- SUPPLIED PASSAGE:
These were the songs sung by Jeff Warner in the show:

LONG TIME TRAVELLING An American gospel song well-known in both white and black churches, it first appears in print in 1844. This version comes from North Carolina mountain singer Frank Proffitt.

HARD TIMES COME AGAIN NO MORE Written in 1854 by America's greatest song writer of the 19th century, Stephen Collins Foster (1826-1864). He composed more than 200 songs including Beautiful Dreamer, Old Folks at Home (Swanee River) and Oh Susanna.

SHALLOW BROWN is a 'shanty' or work song, used to help 19th century sailors with their heaving and hauling tasks. Most shanties are of African-American origin, this one from the Caribbean.

POOR WAYFARING PILGRIM was widely sung in the American south, dating back to the 18th century. The field recording is of Linzy Hicks and family, Beech Mountain, North Carolina, 1966, recorded by Anne and Frank Warner.

LOWLANDS A shanty, possibly drawn from an Anglo-Scots ballad. This version concerns a lover drowned in a seafaring region - the Lowlands -which maybe off Holland, Virginia, Australia or the Caribbean.

SING FARE YOU WELL Another shanty, this one sung to song-collector Cecil Sharp in 1915 by John 'Shanty-Jack' Short (1839-1933) of Watchet, Somerset. John was a shanty-man aboard 19th century American sailing ships.

SWEET BY AND BY A popular American gospel song, written in 1868 by S. Filmore Bennett and Joseph P. Webster. The field recording is of Frank Proffitt, Watauga County, North Carolina, 1940 by Anne and Frank Warner.

AWAY IDAHO Attributed to Frank French in 1864, about one of many gold rushes in the American west - and about human hope and determination to find a better life.

AN INVITATION TO NORTH AMERICA The words come from an 18th century broadside found at the Library of Congress. The tune Lillibulero dates back to at least the English Civil War.

BETTER HOME Gospel song, probably early twentieth century.

BONNIE JAMES CAMPBELL An ancient Scots ballad said to be about the 1594 Battle of Glenlivet. The field recording is of Frank Proffitt, Watauga County, NC, recorded by Anne and Frank Warner in 1960.

BY THE HUSH Also known as Paddy's Lamentation, it was collected by Edith Fowke in 1957 from logger O. J. Abbott in Ontario, Canada. Irish-Americans contributed much to the Union victory over the Confederacy in the American Civil War.

SWEET SUNNY SOUTH A mid-19th century song, probably out of American minstrelsy, that speaks to the memory of home and longing to return.

LONESOME VALLEY An early 20th century gospel song coming from both the Anglo and African-American communities. It was recorded by the famed Carter Family in 1930—and many times since.

THE PEOPLE IN STORIES:

PETER WILLIAMSON from Aberdeen
OLAUDAH EQUIANO from Essaka
SOPHIE CLIFTON & OLIVE KING from Brighton
ISLANDERS from South Uist and Benbecula
HASHEM ALSOUKI from Haran al-Awamid

Matthew is a superb storyteller. The PA could have been a little louder, as there was slight noise spill from a concert in the other hall. Last performance is this evening at The Place in Bedford.

(Excerpts of location labeling data)
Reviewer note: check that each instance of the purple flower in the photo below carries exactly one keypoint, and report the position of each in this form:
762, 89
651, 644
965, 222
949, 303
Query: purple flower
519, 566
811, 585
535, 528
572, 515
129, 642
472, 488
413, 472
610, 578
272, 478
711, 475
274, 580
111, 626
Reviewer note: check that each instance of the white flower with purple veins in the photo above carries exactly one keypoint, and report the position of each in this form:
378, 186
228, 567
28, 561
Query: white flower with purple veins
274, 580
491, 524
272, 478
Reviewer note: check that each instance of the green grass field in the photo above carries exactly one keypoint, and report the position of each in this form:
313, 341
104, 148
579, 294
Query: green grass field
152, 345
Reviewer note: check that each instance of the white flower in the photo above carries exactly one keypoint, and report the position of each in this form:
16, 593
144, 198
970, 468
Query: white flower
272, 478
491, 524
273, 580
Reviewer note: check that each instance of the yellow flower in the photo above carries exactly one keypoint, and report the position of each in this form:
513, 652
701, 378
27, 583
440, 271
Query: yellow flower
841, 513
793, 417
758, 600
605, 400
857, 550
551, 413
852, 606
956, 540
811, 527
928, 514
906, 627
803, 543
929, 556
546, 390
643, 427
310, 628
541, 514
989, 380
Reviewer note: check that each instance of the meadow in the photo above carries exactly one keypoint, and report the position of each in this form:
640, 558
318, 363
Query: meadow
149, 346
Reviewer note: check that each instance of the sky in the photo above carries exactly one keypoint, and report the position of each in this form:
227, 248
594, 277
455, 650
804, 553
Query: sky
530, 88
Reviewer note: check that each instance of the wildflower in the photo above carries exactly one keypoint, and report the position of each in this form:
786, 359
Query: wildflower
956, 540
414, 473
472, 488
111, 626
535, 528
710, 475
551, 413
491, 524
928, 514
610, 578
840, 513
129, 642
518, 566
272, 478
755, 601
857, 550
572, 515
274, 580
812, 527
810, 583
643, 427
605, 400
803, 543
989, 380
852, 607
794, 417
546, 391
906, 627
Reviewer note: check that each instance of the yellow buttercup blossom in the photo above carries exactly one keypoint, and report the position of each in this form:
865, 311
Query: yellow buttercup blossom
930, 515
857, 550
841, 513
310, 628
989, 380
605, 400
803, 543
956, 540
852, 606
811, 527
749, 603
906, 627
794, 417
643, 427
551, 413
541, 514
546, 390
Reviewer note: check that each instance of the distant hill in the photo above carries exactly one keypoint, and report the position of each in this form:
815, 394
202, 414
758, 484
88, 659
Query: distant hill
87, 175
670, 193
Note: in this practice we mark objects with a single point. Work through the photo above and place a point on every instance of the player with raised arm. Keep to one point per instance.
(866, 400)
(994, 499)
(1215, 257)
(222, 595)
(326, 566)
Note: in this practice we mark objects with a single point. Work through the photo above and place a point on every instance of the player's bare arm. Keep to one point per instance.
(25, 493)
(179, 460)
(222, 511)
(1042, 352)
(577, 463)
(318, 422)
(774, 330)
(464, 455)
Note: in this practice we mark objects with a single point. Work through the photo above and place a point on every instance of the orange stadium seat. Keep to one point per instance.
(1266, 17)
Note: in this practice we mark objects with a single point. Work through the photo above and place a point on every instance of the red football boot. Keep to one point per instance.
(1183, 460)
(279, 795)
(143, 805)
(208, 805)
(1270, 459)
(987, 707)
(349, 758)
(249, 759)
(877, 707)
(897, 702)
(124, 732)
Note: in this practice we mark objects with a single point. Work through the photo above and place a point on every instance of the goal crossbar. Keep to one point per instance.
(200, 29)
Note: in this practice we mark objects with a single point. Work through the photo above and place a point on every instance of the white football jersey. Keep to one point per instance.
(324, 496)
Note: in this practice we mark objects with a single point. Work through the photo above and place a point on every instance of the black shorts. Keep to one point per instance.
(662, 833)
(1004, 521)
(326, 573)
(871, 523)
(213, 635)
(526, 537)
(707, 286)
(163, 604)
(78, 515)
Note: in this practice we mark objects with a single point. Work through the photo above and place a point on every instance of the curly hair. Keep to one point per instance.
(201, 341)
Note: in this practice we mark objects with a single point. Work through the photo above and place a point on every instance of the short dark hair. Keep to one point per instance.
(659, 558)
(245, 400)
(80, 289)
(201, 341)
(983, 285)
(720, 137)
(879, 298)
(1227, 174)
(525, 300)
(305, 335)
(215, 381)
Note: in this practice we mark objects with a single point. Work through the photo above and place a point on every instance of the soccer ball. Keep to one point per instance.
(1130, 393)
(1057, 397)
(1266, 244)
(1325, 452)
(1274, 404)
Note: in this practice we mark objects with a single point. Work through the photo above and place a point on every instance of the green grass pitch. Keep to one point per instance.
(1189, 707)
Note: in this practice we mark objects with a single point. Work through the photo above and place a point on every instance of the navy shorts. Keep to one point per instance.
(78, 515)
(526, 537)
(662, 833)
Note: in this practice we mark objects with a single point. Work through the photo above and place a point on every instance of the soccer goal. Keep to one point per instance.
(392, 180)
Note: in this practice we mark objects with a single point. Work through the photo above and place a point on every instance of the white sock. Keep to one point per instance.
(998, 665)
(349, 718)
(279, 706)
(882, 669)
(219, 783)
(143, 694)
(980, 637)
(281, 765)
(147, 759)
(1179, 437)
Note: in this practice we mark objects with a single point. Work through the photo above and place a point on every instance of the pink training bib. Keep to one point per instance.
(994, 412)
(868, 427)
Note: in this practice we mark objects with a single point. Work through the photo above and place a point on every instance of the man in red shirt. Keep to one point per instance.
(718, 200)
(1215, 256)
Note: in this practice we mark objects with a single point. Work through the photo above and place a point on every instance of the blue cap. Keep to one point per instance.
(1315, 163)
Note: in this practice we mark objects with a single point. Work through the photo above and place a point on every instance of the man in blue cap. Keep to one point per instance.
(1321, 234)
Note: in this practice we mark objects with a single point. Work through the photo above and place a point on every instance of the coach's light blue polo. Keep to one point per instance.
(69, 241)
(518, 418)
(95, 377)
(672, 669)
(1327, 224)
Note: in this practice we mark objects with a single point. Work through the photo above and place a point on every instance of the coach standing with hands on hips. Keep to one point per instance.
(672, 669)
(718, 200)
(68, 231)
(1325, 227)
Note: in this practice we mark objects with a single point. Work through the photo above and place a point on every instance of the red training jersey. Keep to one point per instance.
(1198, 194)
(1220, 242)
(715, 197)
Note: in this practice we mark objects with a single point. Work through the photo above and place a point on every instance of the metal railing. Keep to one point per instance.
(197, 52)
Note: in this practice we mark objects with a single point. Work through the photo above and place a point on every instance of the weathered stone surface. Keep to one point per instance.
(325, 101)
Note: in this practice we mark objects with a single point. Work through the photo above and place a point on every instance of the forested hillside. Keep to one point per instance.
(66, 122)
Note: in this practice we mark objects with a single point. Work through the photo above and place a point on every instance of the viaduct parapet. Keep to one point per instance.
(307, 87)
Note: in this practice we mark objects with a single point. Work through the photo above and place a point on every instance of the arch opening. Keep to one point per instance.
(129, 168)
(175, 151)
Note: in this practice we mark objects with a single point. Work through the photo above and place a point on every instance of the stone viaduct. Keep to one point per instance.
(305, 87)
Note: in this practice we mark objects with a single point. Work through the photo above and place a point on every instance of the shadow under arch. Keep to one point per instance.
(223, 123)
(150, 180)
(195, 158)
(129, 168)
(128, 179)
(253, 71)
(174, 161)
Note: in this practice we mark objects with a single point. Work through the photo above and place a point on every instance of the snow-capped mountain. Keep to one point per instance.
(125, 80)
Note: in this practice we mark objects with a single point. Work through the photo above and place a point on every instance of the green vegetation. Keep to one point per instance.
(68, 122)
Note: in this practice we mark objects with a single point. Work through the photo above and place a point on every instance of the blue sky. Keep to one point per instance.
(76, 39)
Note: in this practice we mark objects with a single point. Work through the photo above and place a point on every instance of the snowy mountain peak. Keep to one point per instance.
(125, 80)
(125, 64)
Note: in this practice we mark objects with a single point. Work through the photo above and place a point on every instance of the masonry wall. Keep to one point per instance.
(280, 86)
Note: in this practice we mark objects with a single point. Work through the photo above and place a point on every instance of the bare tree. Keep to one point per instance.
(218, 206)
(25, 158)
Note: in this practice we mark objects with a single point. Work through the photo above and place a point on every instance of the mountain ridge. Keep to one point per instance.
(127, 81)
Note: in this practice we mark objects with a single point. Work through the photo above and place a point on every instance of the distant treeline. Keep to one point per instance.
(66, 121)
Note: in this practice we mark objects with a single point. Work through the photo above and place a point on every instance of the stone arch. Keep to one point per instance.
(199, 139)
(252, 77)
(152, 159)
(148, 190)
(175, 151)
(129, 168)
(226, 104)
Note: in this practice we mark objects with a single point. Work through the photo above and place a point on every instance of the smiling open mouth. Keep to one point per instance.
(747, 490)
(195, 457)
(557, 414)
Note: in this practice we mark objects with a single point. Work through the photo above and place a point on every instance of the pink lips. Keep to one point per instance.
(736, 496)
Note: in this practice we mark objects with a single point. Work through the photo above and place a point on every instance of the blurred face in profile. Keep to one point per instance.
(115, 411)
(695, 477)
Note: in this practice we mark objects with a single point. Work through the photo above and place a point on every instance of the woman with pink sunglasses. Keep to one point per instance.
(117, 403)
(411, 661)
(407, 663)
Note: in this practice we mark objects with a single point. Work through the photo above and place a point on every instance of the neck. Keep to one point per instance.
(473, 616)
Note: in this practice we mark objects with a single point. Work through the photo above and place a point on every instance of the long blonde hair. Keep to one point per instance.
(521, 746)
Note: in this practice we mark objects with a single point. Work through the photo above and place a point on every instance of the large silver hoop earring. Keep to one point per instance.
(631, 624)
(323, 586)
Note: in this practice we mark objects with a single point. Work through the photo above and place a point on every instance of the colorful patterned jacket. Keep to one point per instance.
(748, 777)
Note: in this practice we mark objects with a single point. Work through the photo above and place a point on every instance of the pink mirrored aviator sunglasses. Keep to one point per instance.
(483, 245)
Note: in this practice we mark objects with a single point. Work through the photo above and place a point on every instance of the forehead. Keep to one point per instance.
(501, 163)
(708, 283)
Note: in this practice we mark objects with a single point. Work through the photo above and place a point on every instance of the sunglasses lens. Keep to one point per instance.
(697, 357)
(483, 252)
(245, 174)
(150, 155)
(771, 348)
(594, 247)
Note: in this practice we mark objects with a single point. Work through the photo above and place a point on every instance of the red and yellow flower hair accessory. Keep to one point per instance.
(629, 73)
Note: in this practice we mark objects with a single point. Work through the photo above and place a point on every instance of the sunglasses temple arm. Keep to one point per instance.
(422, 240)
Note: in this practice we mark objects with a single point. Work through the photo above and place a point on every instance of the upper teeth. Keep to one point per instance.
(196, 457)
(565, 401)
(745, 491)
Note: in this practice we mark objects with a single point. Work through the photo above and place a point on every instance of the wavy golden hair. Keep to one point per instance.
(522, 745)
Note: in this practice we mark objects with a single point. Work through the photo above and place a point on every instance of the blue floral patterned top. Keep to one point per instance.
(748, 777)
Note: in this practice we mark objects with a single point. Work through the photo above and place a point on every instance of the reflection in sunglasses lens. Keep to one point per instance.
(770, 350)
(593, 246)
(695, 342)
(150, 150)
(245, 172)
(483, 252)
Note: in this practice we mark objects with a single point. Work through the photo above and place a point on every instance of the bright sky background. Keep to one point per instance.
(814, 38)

- WHAT YOU WILL DO:
A. List every song that the song notes describe as a gospel song.
B. Reproduce the passage of the song notes starting with "These were the" and going on through "from the Caribbean.".

- TASK RESULTS:
A.
Long Time Travelling
Sweet By and By
Better Home
Lonesome Valley

B.
These were the songs sung by Jeff Warner in the show:

LONG TIME TRAVELLING An American gospel song well-known in both white and black churches, it first appears in print in 1844. This version comes from North Carolina mountain singer Frank Proffitt.

HARD TIMES COME AGAIN NO MORE Written in 1854 by America's greatest song writer of the 19th century, Stephen Collins Foster (1826-1864). He composed more than 200 songs including Beautiful Dreamer, Old Folks at Home (Swanee River) and Oh Susanna.

SHALLOW BROWN is a 'shanty' or work song, used to help 19th century sailors with their heaving and hauling tasks. Most shanties are of African-American origin, this one from the Caribbean.